21 Ekim 2010 Perşembe

Keşke Korksalardı. 1-3




UEFA Avrupa Ligi L Grubu maçında Beşiktaş, grup liderliği için çıktığı maçta, geçmiş yıllardan belalısı Portekiz ekibi Porto'ya kendi evinde 3-1 yenildi.

Maç büyük bir taraftar şovuyla başladı, KKTC'ye uygulanan futbol engellemesine yönelik balonlu tepkiler ve üst resimdeki "sakın korkma, sadece 132 desibel" yazan pankartlar dikkat çekiciydi.


Maçla birlikte Beşiktaş baskılı başladı oyuna, Guti, Aurelio, Queresma, Holosko, Rüştü gibi önemli eksiklere rağmen iyi bir oyun sergiledi. Yalnız Guti gibi öldürücü paslara sahip birinin ve Queresma gibi yıpratıcı bir oyuncunun eksikliği açıkça görüldü.

[Veri kayıtları]
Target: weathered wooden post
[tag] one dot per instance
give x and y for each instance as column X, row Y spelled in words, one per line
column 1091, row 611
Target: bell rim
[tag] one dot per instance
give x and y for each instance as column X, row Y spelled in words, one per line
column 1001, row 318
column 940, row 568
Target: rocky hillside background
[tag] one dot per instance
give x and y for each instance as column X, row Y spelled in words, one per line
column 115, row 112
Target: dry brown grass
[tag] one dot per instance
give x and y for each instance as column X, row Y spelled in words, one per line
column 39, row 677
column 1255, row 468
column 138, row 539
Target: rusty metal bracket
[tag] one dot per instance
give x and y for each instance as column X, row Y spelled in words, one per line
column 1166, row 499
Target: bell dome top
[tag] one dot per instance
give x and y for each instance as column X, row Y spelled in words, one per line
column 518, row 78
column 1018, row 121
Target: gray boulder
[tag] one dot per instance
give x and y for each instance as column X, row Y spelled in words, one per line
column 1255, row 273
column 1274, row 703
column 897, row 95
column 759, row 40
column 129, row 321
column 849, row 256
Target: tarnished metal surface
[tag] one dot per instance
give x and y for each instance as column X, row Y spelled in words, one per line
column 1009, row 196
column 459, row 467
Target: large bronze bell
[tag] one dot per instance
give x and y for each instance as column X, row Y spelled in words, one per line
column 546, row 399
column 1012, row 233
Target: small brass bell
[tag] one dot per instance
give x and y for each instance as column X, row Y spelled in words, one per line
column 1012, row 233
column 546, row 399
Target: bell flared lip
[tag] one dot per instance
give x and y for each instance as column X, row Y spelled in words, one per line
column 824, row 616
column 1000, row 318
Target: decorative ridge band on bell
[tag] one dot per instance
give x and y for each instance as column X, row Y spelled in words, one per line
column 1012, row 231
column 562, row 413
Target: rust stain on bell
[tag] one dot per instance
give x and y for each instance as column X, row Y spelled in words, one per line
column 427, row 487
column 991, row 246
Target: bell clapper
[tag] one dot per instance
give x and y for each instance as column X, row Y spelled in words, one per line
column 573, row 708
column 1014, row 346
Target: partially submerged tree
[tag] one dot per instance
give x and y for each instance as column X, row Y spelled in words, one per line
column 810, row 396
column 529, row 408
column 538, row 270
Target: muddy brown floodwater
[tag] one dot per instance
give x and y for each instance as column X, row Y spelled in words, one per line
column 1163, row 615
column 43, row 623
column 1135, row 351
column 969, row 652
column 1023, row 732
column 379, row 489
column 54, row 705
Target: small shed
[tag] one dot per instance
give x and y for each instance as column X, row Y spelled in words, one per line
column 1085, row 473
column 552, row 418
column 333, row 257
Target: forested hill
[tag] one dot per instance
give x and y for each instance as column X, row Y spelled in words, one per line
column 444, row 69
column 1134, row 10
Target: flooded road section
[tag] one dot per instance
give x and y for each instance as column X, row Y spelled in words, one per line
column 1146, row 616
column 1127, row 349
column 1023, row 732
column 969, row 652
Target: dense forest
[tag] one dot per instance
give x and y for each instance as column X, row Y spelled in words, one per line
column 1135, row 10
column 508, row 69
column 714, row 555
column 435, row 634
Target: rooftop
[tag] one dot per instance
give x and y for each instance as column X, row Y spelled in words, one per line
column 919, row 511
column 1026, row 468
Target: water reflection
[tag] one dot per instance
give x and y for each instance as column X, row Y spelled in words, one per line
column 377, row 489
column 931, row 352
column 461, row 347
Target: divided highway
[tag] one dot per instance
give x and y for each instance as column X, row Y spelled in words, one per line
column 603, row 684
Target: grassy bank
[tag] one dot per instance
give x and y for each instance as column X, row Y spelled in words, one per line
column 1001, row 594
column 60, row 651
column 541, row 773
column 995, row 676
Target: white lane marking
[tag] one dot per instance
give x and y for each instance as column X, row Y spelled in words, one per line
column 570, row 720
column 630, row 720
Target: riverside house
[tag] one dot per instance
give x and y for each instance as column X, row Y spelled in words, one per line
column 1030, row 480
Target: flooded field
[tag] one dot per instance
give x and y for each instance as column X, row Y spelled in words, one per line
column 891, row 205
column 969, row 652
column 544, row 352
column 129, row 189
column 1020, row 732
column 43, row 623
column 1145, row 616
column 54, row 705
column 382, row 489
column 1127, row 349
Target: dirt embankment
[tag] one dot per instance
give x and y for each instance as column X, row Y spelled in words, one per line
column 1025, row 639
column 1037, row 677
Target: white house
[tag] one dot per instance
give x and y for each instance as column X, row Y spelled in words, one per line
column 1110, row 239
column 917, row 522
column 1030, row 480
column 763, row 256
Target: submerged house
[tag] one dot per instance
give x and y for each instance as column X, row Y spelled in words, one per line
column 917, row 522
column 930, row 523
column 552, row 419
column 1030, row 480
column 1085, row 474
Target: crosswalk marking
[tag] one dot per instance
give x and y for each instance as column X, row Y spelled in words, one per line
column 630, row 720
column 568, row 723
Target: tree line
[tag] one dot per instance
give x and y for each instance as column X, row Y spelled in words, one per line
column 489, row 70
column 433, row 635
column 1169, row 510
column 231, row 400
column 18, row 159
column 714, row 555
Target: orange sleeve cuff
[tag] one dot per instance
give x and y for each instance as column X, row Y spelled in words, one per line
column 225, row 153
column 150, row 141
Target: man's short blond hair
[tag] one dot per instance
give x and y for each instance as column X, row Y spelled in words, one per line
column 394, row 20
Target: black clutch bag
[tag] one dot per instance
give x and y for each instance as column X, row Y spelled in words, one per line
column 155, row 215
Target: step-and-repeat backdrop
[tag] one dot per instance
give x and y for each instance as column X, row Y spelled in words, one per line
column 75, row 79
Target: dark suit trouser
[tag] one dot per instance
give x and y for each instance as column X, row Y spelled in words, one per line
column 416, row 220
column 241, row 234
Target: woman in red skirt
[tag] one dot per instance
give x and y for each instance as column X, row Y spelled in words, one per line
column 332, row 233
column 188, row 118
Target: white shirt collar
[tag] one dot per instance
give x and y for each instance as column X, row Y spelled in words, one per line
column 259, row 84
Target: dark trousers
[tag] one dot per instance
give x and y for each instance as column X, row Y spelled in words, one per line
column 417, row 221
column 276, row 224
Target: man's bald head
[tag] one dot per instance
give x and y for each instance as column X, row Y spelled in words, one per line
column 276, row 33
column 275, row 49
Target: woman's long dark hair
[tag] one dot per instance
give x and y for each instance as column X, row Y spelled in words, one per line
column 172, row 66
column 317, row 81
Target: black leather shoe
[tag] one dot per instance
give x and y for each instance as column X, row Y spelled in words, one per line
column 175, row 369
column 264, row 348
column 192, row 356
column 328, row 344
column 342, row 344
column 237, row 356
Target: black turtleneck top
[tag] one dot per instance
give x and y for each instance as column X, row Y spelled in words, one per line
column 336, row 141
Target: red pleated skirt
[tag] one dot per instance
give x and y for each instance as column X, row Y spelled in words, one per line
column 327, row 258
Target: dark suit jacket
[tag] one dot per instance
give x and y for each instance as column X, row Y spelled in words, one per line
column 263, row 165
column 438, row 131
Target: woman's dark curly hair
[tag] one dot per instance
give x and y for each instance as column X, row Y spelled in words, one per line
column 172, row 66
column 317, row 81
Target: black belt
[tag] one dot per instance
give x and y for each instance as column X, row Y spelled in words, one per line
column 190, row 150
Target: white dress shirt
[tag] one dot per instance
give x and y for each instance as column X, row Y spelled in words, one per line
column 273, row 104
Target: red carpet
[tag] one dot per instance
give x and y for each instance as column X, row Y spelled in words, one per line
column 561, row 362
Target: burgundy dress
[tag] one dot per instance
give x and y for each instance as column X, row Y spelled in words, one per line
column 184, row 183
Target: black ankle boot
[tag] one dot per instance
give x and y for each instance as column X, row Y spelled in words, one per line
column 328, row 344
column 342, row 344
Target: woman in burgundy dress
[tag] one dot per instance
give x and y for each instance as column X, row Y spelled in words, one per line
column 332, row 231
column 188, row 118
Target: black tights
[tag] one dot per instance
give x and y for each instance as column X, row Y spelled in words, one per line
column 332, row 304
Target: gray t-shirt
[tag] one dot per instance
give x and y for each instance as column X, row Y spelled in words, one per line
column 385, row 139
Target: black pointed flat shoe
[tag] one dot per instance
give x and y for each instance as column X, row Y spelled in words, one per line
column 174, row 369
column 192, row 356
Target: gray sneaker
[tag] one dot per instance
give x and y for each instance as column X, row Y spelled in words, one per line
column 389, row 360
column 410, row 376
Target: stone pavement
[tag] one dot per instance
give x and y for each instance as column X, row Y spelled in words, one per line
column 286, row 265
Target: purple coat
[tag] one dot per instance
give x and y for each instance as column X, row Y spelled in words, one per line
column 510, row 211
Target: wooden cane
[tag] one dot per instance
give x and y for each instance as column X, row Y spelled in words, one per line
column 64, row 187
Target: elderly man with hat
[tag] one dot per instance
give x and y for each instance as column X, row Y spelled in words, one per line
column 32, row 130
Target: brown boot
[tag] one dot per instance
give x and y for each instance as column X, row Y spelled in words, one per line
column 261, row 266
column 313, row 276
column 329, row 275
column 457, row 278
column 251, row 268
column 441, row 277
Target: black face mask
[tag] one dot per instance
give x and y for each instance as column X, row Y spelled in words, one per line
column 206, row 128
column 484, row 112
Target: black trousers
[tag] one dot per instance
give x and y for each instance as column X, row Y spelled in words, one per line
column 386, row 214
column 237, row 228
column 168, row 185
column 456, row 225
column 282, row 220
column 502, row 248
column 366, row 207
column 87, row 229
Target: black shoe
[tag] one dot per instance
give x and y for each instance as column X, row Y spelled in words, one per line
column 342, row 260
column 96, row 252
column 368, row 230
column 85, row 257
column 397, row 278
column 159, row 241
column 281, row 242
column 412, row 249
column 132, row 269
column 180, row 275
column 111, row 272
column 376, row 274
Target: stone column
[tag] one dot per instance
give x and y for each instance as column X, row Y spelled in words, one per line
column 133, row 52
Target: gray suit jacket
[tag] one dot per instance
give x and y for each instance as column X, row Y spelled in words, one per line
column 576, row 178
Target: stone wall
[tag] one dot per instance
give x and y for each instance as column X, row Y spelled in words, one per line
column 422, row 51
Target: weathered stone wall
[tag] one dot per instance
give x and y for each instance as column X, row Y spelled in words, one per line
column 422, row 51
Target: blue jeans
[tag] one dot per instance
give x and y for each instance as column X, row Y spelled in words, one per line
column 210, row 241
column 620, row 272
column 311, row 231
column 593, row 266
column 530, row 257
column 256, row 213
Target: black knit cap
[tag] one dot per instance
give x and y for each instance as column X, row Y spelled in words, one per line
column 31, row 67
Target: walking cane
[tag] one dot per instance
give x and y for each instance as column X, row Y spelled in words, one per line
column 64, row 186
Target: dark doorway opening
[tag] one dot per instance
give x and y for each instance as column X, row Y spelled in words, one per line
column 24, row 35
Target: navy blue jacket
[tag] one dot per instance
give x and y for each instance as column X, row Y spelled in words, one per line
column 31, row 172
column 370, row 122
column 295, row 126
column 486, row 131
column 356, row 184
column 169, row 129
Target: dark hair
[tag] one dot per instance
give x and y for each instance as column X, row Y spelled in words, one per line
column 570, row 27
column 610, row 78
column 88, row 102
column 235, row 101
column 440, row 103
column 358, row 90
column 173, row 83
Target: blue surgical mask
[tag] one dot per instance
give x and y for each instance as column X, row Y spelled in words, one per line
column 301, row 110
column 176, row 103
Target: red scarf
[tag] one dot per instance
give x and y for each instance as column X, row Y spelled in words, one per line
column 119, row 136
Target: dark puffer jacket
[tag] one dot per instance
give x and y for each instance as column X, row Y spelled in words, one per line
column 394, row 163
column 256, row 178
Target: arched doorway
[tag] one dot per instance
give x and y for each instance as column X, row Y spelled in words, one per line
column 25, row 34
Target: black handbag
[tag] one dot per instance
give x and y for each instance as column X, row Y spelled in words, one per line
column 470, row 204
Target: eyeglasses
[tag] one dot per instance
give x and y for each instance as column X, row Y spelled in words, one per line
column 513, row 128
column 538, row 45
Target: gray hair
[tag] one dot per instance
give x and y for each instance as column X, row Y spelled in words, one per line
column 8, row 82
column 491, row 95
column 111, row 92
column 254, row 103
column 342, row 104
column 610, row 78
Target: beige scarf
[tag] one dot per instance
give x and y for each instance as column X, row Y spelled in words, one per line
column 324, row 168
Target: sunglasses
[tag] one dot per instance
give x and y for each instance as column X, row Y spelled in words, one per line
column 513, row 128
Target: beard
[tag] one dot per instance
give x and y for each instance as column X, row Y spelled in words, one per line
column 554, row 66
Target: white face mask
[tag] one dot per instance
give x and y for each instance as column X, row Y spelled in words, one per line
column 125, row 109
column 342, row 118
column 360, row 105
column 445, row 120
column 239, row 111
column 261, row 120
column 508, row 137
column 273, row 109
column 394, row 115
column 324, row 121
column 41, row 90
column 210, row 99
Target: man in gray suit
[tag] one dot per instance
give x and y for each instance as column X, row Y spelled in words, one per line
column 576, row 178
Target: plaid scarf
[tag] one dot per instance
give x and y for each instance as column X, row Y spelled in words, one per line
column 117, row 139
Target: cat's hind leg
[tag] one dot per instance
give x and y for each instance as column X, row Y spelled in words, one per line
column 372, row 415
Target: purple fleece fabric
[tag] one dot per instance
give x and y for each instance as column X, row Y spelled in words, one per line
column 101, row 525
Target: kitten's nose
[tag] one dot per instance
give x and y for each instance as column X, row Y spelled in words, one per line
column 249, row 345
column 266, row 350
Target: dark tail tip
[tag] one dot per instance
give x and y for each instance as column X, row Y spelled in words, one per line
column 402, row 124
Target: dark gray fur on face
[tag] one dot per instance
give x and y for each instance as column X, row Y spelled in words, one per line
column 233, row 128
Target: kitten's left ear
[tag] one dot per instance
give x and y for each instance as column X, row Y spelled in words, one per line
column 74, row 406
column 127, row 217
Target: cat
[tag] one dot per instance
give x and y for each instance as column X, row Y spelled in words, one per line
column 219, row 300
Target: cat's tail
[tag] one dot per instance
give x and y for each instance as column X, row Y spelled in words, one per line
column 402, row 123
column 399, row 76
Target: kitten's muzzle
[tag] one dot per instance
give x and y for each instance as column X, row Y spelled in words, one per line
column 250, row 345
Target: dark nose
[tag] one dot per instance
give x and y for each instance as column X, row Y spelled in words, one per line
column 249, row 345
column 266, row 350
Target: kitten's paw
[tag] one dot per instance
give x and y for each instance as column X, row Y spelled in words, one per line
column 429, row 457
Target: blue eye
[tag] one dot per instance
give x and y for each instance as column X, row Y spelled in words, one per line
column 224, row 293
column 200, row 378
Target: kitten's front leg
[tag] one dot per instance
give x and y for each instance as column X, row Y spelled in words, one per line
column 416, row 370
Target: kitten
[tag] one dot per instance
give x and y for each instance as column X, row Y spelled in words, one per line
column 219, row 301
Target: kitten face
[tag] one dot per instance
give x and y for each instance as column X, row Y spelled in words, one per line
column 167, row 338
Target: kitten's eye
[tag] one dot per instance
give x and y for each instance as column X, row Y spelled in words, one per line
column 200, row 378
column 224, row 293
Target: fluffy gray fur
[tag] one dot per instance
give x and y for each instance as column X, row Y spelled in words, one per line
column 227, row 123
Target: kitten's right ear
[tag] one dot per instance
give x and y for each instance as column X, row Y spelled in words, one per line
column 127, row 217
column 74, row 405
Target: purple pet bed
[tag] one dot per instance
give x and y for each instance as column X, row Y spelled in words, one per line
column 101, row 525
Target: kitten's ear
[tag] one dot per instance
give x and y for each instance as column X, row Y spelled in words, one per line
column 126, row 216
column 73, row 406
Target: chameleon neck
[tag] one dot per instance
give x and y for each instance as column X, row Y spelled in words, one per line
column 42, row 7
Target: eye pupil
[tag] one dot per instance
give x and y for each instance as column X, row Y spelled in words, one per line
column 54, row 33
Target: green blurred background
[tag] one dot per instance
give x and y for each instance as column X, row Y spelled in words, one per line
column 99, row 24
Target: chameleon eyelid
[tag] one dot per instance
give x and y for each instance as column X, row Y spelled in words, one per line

## Alıştırmalar
1 > Beşiktaş–Porto maçını anlatan metinde "21 Ekim 2010" sözleriyle başlayıp "eksikliği açıkça görüldü." sözlerine kadar süren bölümü kelimesi kelimesine yazın.
2 > Beşiktaş–Porto maçını anlatan metindeki şu cümleyi İngilizceye çevirin: "UEFA Avrupa Ligi L Grubu maçında Beşiktaş, grup liderliği için çıktığı maçta, geçmiş yıllardan belalısı Portekiz ekibi Porto'ya kendi evinde 3-1 yenildi."

## Yanıtlar
1 >
21 Ekim 2010 Perşembe

Keşke Korksalardı. 1-3




UEFA Avrupa Ligi L Grubu maçında Beşiktaş, grup liderliği için çıktığı maçta, geçmiş yıllardan belalısı Portekiz ekibi Porto'ya kendi evinde 3-1 yenildi.

Maç büyük bir taraftar şovuyla başladı, KKTC'ye uygulanan futbol engellemesine yönelik balonlu tepkiler ve üst resimdeki "sakın korkma, sadece 132 desibel" yazan pankartlar dikkat çekiciydi.


Maçla birlikte Beşiktaş baskılı başladı oyuna, Guti, Aurelio, Queresma, Holosko, Rüştü gibi önemli eksiklere rağmen iyi bir oyun sergiledi. Yalnız Guti gibi öldürücü paslara sahip birinin ve Queresma gibi yıpratıcı bir oyuncunun eksikliği açıkça görüldü.

2 > In the UEFA Europa League Group L match, Beşiktaş, playing for the group lead, lost 3-1 at home to Portuguese side Porto, its nemesis from past years.